▸ What this task involves
How many lines in the data below contain the string "manhole"? Reply with the number only.

▸ Provided information
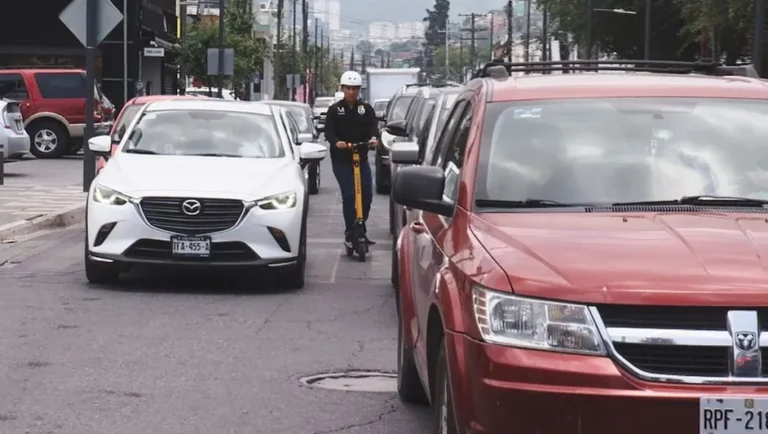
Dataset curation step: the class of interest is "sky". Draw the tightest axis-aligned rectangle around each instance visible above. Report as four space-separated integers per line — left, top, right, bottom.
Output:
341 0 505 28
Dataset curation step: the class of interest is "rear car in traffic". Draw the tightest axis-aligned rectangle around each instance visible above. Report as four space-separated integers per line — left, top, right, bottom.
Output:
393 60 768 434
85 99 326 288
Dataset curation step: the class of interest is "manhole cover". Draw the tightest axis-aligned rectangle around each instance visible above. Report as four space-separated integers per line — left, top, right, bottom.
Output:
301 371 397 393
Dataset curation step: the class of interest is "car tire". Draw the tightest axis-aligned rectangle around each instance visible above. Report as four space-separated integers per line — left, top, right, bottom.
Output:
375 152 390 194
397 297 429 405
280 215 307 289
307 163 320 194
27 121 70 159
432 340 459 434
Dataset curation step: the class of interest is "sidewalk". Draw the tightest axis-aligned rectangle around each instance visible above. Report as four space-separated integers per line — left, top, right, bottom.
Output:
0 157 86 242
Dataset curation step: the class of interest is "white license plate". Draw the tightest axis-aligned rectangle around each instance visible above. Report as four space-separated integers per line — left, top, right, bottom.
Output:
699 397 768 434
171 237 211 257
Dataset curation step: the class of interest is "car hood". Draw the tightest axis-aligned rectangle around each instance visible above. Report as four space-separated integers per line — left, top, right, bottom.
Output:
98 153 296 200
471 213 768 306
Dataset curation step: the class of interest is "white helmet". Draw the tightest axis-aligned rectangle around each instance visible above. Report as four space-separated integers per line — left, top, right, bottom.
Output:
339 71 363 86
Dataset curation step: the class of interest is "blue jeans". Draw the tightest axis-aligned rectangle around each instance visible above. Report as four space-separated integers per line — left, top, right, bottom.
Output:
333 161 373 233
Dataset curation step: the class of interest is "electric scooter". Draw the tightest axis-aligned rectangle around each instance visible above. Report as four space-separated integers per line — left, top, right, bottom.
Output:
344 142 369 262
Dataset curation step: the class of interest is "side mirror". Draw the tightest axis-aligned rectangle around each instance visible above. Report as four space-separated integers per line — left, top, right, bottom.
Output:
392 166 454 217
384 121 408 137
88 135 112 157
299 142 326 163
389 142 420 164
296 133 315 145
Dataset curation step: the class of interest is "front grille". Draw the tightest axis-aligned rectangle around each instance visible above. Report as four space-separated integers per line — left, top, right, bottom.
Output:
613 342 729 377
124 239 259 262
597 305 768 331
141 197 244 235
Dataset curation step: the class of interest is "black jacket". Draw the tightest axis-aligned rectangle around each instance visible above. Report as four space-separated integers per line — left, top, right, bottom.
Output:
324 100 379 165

--

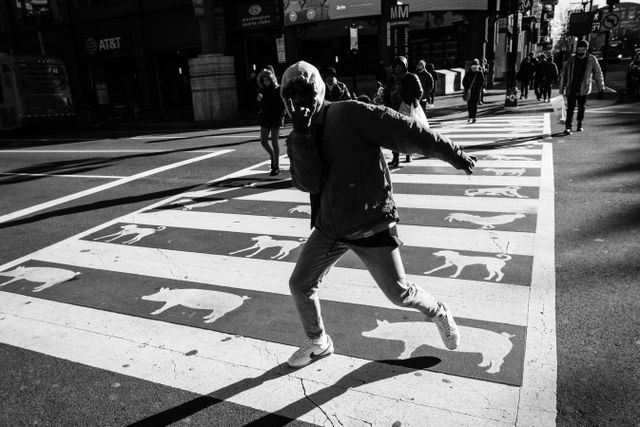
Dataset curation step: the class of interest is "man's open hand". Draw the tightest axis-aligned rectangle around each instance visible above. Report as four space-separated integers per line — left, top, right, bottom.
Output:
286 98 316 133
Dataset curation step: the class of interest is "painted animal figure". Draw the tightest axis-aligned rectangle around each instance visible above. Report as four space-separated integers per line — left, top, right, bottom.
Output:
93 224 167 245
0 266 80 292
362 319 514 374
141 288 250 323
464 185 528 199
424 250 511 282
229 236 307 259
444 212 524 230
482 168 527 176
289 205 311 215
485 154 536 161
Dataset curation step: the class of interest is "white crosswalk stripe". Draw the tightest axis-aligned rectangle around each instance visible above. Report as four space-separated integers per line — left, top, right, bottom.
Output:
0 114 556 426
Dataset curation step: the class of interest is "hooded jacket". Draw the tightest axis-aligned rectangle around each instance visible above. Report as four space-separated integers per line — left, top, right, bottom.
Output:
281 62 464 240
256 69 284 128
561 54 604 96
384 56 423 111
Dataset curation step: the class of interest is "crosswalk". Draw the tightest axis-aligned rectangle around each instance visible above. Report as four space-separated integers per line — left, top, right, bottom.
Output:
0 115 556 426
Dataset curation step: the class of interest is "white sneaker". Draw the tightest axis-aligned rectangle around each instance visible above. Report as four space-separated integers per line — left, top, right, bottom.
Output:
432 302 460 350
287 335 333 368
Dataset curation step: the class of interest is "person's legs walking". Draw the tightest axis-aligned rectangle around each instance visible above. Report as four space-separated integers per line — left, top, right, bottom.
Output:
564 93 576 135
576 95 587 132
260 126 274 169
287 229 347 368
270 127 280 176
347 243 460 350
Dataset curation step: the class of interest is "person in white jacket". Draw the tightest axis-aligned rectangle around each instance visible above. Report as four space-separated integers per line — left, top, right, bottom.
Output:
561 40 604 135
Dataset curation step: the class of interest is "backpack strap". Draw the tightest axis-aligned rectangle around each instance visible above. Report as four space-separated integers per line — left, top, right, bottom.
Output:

▸ The result
1